▸ **TASK**:
Your reply should be one number: how many lines of the records below contain the string "foot".

▸ **DATA LISTING**:
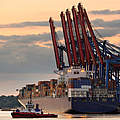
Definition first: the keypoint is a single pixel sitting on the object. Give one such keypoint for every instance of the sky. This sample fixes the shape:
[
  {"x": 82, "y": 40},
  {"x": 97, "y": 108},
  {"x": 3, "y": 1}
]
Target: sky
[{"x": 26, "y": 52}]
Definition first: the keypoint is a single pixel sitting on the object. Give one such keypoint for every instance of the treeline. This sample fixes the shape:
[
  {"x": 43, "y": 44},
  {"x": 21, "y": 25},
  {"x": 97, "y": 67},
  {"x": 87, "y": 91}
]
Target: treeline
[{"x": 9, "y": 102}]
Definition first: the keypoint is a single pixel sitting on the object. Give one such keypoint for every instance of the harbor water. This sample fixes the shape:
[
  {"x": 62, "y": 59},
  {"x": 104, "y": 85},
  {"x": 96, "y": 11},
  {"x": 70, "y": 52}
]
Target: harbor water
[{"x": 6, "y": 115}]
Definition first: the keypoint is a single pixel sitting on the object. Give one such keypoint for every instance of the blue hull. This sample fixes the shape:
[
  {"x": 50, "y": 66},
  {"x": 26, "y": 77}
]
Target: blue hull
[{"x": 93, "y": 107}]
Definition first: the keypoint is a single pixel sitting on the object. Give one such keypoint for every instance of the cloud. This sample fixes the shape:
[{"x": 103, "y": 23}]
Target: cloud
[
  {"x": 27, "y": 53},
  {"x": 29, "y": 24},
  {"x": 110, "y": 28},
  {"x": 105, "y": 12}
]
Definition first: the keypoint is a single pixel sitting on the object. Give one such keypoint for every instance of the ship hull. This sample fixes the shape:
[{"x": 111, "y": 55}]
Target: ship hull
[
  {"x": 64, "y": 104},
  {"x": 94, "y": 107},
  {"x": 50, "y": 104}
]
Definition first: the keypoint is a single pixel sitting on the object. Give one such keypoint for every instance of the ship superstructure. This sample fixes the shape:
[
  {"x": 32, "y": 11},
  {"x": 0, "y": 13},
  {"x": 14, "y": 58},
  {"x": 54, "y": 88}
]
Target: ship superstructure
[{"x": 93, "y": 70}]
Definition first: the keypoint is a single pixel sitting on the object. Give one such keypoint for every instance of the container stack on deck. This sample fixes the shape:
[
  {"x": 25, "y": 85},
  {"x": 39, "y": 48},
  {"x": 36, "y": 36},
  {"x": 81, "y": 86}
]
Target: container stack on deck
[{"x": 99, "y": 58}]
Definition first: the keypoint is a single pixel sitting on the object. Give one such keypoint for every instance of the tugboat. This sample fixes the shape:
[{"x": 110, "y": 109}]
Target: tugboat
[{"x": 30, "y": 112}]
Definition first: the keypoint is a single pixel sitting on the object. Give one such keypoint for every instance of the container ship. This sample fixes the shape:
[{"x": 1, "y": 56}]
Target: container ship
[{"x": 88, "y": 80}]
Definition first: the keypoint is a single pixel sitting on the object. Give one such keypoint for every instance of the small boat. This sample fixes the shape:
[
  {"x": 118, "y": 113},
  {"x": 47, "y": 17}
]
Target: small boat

==

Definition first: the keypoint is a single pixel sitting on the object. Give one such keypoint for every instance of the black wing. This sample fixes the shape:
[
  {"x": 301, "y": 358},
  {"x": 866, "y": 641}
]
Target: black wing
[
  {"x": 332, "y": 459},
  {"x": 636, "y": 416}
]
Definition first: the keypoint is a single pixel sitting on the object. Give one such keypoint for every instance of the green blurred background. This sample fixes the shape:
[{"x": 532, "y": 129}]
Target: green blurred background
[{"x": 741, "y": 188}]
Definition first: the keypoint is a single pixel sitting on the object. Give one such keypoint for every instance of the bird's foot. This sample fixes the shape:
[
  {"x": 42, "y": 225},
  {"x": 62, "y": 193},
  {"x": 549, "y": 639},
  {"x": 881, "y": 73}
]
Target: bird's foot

▸ **SOLVED EXERCISE**:
2